Begin at the line that contains "screen? Mark that spot." and repeat every line from there to the end of the records below, inclusive, without adding any other line.

[START Supplied records]

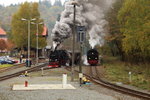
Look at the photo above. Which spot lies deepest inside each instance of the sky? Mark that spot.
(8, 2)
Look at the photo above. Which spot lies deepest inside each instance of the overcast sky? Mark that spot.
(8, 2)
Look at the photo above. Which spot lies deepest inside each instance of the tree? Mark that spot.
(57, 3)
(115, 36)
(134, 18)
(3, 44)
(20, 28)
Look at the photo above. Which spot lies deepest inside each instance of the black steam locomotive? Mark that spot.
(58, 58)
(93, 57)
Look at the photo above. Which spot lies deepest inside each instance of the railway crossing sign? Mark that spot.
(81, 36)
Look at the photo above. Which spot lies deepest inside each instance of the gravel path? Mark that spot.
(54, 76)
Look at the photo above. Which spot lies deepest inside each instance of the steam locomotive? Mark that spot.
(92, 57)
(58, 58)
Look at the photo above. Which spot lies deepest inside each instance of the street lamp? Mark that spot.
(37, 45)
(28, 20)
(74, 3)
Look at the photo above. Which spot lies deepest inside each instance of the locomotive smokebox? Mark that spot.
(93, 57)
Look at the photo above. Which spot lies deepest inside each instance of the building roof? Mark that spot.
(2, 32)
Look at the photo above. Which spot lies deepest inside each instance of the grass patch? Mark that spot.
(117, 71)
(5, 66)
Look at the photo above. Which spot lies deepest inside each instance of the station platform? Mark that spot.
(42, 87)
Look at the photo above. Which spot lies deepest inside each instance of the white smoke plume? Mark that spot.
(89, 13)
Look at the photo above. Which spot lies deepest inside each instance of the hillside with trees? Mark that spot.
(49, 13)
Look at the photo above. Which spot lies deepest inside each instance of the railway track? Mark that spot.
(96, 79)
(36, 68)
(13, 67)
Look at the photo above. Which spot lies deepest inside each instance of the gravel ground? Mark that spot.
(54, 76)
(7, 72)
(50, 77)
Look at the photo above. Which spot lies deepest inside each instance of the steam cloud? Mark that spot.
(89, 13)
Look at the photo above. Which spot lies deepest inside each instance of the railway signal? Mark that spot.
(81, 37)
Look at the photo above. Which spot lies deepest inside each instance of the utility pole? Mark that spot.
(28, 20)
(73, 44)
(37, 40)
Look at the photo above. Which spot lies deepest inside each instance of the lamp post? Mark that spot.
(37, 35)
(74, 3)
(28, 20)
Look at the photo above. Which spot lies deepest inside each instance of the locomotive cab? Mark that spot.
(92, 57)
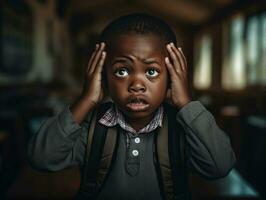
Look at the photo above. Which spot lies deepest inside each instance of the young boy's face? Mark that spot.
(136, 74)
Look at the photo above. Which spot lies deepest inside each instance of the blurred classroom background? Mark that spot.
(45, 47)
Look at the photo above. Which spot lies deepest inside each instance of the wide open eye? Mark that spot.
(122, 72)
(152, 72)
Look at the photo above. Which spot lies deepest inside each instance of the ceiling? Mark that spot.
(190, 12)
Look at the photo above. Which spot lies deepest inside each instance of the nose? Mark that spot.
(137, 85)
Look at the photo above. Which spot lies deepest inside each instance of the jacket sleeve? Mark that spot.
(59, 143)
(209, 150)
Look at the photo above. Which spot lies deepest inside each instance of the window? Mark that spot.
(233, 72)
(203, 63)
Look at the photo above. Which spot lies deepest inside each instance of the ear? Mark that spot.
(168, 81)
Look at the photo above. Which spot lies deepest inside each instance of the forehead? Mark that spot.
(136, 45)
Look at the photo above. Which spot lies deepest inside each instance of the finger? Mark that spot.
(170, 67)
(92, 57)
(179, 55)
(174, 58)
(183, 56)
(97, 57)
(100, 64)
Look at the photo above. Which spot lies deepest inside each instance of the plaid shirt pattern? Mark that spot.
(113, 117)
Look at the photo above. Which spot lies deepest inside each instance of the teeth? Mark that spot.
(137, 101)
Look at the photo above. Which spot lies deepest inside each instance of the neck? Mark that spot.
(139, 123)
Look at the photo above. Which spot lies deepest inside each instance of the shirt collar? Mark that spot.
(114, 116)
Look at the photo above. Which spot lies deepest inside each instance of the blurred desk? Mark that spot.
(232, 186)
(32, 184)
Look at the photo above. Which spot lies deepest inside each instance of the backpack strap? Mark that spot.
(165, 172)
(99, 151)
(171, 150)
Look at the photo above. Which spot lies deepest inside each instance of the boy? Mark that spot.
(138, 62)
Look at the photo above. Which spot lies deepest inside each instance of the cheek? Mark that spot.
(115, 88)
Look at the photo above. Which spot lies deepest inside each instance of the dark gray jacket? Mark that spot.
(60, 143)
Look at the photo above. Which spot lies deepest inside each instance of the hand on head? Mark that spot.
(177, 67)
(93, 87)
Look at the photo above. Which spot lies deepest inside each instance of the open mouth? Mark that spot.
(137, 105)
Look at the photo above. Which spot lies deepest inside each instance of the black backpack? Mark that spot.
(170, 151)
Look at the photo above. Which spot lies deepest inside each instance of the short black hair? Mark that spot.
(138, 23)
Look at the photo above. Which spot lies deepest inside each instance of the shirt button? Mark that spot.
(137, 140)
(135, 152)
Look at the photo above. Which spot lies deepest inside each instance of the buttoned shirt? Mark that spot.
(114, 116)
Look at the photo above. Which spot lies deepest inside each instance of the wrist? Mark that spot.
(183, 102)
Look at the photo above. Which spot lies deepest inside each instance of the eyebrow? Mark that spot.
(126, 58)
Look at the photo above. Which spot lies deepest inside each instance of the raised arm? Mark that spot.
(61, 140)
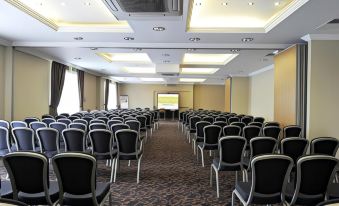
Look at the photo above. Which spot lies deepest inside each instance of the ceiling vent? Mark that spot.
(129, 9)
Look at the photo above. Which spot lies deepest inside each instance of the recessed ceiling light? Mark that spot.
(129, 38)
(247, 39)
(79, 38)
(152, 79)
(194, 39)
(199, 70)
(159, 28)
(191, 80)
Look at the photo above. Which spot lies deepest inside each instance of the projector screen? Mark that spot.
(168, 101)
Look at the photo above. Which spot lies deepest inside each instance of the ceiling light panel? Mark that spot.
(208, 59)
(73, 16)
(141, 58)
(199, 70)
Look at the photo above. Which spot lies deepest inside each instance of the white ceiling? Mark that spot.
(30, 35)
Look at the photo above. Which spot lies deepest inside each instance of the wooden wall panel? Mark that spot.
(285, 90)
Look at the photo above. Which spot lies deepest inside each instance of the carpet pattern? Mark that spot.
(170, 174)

[END Supplied records]

▶ _Written reply_
Look at the photo above. Which spot lies deepest inside each instance of the projector screen? Mark that spot.
(168, 101)
Look at the photo above. Which spot lies deepest inside each instance of the ceiling light panel? Mark that spot.
(208, 59)
(73, 16)
(141, 58)
(199, 70)
Look at the photo above. Which spot lies deepest inside each instance of the white ceiling? Mark that spot.
(30, 35)
Look at the photo above. Which spot lies deepest inside each instance of the wooden wall panel? Mark that spot.
(285, 90)
Look at the photo above. Which spot lies deepest inside each instance of the carpet pattern? Mark that spot.
(170, 174)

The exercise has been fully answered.